● **WORK INSTRUCTION**
Type out the entries again, matching each one exactly.

● **SOURCE DATA**

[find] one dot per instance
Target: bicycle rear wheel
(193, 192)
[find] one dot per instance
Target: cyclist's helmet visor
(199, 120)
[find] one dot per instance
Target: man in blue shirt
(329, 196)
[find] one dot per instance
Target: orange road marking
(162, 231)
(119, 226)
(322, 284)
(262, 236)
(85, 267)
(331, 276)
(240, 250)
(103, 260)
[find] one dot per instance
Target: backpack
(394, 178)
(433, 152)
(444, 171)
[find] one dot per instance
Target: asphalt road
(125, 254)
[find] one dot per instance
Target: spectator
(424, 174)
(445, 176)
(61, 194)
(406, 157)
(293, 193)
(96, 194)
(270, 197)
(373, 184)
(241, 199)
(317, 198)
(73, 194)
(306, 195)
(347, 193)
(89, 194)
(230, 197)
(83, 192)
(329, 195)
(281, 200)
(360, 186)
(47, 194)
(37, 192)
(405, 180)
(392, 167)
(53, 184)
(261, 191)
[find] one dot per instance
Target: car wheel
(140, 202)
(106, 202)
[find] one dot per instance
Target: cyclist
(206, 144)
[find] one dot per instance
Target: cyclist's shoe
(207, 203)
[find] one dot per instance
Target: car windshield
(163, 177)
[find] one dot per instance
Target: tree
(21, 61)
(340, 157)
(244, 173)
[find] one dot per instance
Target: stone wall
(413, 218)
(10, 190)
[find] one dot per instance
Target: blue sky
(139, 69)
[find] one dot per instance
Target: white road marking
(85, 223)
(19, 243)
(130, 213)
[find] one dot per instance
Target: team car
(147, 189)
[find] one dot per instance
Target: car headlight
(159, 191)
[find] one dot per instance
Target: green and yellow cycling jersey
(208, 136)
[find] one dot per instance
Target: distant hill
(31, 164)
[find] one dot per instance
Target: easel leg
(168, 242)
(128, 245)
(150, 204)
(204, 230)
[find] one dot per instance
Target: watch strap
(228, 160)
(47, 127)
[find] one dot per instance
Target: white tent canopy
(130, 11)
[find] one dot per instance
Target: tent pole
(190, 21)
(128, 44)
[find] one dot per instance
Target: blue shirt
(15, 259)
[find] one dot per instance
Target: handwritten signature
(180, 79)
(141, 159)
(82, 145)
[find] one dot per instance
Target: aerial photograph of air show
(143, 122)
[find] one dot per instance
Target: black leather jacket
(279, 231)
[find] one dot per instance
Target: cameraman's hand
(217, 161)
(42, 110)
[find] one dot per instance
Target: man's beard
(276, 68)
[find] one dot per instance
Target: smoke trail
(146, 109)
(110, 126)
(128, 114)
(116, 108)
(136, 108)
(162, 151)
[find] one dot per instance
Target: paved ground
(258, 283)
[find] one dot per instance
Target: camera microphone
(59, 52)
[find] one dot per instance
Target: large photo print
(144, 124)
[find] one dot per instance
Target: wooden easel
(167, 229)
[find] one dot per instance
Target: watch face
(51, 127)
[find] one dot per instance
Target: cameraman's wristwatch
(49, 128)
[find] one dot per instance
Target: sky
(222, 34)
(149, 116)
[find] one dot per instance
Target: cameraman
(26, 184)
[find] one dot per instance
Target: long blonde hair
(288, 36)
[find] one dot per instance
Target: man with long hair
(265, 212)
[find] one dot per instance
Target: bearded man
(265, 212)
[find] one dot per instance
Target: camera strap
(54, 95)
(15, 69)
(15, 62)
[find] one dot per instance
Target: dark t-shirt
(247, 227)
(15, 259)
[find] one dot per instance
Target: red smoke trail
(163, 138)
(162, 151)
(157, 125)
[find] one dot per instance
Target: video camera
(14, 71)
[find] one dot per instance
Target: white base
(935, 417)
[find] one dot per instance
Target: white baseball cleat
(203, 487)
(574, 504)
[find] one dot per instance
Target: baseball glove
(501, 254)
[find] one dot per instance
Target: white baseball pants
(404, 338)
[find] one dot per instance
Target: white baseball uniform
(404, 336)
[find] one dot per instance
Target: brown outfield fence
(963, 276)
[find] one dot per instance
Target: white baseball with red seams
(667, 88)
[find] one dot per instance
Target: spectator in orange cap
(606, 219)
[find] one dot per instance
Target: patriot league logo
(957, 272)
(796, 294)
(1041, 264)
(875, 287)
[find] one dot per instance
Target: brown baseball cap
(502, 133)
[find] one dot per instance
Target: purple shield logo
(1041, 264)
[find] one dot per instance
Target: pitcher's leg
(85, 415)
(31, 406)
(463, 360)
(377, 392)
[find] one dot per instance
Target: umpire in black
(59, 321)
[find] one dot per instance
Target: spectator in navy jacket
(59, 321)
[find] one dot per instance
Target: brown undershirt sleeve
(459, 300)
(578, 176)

● **ANSWER SECTION**
[find] one dot per instance
Target: bicycle rear wheel
(193, 192)
[find] one dot per instance
Target: cyclist's helmet visor
(199, 120)
[find] one dot per instance
Target: man in blue shirt
(329, 196)
[find] one dot per instance
Target: orange road marking
(162, 231)
(119, 226)
(322, 284)
(262, 236)
(85, 267)
(331, 276)
(240, 250)
(103, 260)
[find] one dot per instance
Target: backpack
(394, 178)
(433, 152)
(444, 171)
[find] one dot per instance
Target: asphalt road
(125, 254)
[find] one dot per instance
Target: spectator
(424, 174)
(445, 176)
(61, 194)
(406, 157)
(293, 193)
(96, 194)
(270, 197)
(373, 184)
(241, 199)
(317, 198)
(73, 194)
(306, 195)
(347, 193)
(89, 194)
(230, 197)
(83, 192)
(329, 195)
(281, 200)
(360, 186)
(47, 194)
(37, 192)
(405, 180)
(392, 167)
(53, 184)
(261, 191)
[find] one dot per instance
Target: car wheel
(140, 202)
(106, 202)
[find] one dot per instance
Target: cyclist
(206, 144)
[find] one dot per instance
Target: cyclist's shoe
(207, 203)
[find] one dot per instance
Target: car windshield
(163, 177)
[find] one dot per instance
Target: tree
(21, 61)
(340, 157)
(244, 173)
[find] one dot per instance
Target: stone wall
(413, 218)
(10, 190)
[find] one dot per instance
Target: blue sky
(139, 69)
[find] one dot per instance
Target: white road marking
(85, 223)
(19, 243)
(130, 213)
[find] one dot per instance
Target: team car
(147, 189)
[find] one dot per instance
Target: car headlight
(159, 191)
[find] one dot per instance
Target: green and yellow cycling jersey
(208, 136)
[find] one dot per instance
Target: distant hill
(31, 164)
[find] one dot per instance
Target: easel leg
(168, 242)
(128, 245)
(150, 204)
(204, 230)
[find] one dot per instance
Target: watch strap
(228, 160)
(47, 127)
[find] one dot per instance
Target: white tent canopy
(130, 11)
[find] one dot per instance
Target: tent pole
(190, 21)
(128, 44)
[find] one dot per instance
Target: blue shirt
(15, 259)
[find] one dot per instance
Target: handwritten signature
(180, 79)
(141, 159)
(82, 145)
[find] one dot per instance
Target: aerial photograph of air show
(143, 122)
[find] one dot per instance
Target: black leather jacket
(279, 231)
[find] one dot per instance
Target: cameraman's hand
(217, 161)
(42, 110)
[find] one dot per instance
Target: man's beard
(276, 68)
[find] one dot per instance
Target: smoke trail
(146, 109)
(110, 126)
(128, 114)
(116, 108)
(136, 108)
(162, 151)
[find] one dot per instance
Target: paved ground
(258, 283)
[find] one dot per instance
Target: camera microphone
(59, 52)
[find] one dot per instance
Target: large photo print
(144, 124)
[find] one dot per instance
Target: wooden easel
(167, 229)
[find] one dot per instance
Target: watch face
(51, 127)
[find] one dot per instance
Target: cameraman's wristwatch
(49, 128)
[find] one dot per instance
Target: sky
(222, 34)
(149, 116)
[find] one dot per instance
Target: cameraman
(26, 184)
[find] one dot per instance
Target: long blonde hair
(288, 36)
[find] one dot per instance
Target: man with long hair
(265, 212)
[find] one dot per instance
Target: bearded man
(265, 212)
[find] one dot per instance
Target: camera strap
(54, 95)
(15, 69)
(15, 62)
[find] one dot per instance
Target: dark t-shirt
(247, 227)
(15, 259)
[find] one dot per instance
Target: red smoke trail
(163, 138)
(162, 151)
(157, 125)
[find] one dot per instance
Target: video camera
(14, 71)
[find] one dot per instance
Target: white base
(935, 417)
[find] one dot per instance
Target: white baseball cleat
(203, 487)
(574, 504)
[find] one dot per instance
Target: baseball glove
(501, 254)
[find] one dot per instance
Target: white baseball pants
(404, 338)
[find] one dot per instance
Target: white baseball uniform
(404, 336)
[find] one dot per instance
Target: brown outfield fence
(963, 276)
[find] one dot per instance
Target: white baseball with red seams
(667, 88)
[find] one dot per instance
Target: spectator in orange cap
(606, 219)
[find] one dot per instance
Target: patriot league logo
(957, 272)
(796, 294)
(1041, 264)
(875, 287)
[find] one dot per instance
Target: brown baseball cap
(502, 133)
[find] one dot per instance
Target: purple shield logo
(1041, 264)
[find] one dot per instance
Target: pitcher's leg
(85, 415)
(31, 406)
(463, 360)
(377, 392)
[find] one dot per instance
Target: umpire in black
(59, 321)
[find] one dot per instance
Target: spectator in navy jacket
(59, 321)
[find] one dot per instance
Target: brown undershirt sleeve
(459, 300)
(578, 176)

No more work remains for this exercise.